# WHAT YOU ARE ASKED TO DO
Find the string "headdress" in the listing and report every line that has it.

---------------

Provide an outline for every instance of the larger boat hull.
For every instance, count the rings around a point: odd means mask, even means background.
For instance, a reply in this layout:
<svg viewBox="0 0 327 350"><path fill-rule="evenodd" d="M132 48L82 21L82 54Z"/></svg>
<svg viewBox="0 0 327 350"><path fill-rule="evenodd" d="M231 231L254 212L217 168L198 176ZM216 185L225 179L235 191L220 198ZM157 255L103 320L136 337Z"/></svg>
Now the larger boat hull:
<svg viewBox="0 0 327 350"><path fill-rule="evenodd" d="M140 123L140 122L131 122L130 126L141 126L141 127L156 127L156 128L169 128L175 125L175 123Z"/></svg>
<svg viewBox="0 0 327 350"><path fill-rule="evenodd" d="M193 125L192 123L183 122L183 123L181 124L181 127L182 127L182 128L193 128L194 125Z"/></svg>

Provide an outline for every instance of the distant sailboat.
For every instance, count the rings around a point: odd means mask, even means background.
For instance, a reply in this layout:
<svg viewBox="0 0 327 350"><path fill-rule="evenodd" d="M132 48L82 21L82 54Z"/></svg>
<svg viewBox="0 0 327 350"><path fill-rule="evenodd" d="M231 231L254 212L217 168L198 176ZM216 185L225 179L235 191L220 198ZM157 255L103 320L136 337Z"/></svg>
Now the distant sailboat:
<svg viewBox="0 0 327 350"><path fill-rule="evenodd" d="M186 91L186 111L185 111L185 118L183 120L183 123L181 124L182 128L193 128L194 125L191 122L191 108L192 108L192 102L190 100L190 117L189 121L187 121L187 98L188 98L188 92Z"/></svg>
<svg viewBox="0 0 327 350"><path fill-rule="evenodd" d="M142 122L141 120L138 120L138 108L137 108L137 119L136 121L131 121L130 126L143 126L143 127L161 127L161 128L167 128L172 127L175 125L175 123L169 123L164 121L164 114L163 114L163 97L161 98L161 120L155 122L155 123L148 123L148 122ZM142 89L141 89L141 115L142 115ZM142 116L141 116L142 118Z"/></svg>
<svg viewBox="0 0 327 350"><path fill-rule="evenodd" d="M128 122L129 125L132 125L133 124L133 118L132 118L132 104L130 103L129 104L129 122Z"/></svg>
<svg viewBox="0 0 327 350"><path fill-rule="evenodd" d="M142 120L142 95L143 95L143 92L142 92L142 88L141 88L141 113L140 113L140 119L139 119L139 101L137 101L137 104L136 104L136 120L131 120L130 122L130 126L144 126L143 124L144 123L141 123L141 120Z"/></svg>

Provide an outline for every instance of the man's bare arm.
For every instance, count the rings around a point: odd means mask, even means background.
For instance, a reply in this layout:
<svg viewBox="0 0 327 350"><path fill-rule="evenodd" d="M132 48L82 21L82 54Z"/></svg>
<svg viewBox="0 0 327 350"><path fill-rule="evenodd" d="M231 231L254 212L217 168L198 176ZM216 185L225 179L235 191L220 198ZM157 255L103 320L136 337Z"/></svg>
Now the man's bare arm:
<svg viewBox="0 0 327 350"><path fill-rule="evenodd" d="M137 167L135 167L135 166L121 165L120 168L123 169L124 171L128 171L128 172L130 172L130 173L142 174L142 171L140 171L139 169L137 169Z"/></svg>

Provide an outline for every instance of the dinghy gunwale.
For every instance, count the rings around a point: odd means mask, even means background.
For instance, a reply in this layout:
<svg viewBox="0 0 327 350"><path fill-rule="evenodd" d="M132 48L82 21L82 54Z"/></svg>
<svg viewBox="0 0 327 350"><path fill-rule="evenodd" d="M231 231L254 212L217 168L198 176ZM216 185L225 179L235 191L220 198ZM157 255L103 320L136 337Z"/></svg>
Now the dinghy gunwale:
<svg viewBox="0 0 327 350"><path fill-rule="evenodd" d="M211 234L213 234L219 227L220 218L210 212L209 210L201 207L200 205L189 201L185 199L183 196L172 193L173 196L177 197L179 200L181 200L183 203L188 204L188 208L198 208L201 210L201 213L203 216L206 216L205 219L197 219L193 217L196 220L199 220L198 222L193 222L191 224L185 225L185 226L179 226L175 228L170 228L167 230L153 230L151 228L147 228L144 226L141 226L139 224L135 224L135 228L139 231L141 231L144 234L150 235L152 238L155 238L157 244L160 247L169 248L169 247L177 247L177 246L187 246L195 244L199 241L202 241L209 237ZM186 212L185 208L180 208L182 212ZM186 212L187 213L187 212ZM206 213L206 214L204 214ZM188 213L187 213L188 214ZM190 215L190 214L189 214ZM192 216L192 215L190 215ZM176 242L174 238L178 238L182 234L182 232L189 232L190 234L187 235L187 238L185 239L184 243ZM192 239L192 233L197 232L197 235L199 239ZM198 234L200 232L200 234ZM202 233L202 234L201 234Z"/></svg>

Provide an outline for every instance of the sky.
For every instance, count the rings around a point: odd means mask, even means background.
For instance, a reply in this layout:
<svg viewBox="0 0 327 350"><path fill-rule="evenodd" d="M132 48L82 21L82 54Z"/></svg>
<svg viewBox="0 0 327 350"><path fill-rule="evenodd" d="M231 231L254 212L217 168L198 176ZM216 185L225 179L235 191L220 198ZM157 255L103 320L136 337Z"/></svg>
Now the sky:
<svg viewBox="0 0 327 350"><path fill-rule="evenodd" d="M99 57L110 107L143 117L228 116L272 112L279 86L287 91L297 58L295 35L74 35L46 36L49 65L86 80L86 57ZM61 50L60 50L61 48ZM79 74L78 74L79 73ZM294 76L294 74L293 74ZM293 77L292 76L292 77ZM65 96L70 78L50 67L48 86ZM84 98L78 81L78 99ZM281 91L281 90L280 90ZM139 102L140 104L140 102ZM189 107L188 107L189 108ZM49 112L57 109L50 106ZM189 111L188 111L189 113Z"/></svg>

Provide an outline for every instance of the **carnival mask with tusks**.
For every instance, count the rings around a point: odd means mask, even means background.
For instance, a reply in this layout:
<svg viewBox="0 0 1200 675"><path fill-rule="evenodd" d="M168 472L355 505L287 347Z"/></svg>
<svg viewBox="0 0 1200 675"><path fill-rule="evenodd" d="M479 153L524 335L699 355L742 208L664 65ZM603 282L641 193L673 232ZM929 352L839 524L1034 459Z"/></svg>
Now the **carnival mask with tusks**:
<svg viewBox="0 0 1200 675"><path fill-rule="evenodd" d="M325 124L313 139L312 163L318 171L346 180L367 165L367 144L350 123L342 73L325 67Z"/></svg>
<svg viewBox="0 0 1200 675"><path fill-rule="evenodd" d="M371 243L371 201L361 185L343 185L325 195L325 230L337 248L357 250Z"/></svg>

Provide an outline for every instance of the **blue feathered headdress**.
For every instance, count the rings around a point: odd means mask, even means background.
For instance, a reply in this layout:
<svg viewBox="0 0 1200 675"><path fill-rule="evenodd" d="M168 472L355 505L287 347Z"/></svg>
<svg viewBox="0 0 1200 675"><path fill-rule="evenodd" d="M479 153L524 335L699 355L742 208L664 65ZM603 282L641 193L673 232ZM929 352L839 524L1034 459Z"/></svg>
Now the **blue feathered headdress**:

---------------

# EXERCISE OUTPUT
Provide an outline for every instance of the **blue feathered headdress**.
Now the **blue feathered headdress**:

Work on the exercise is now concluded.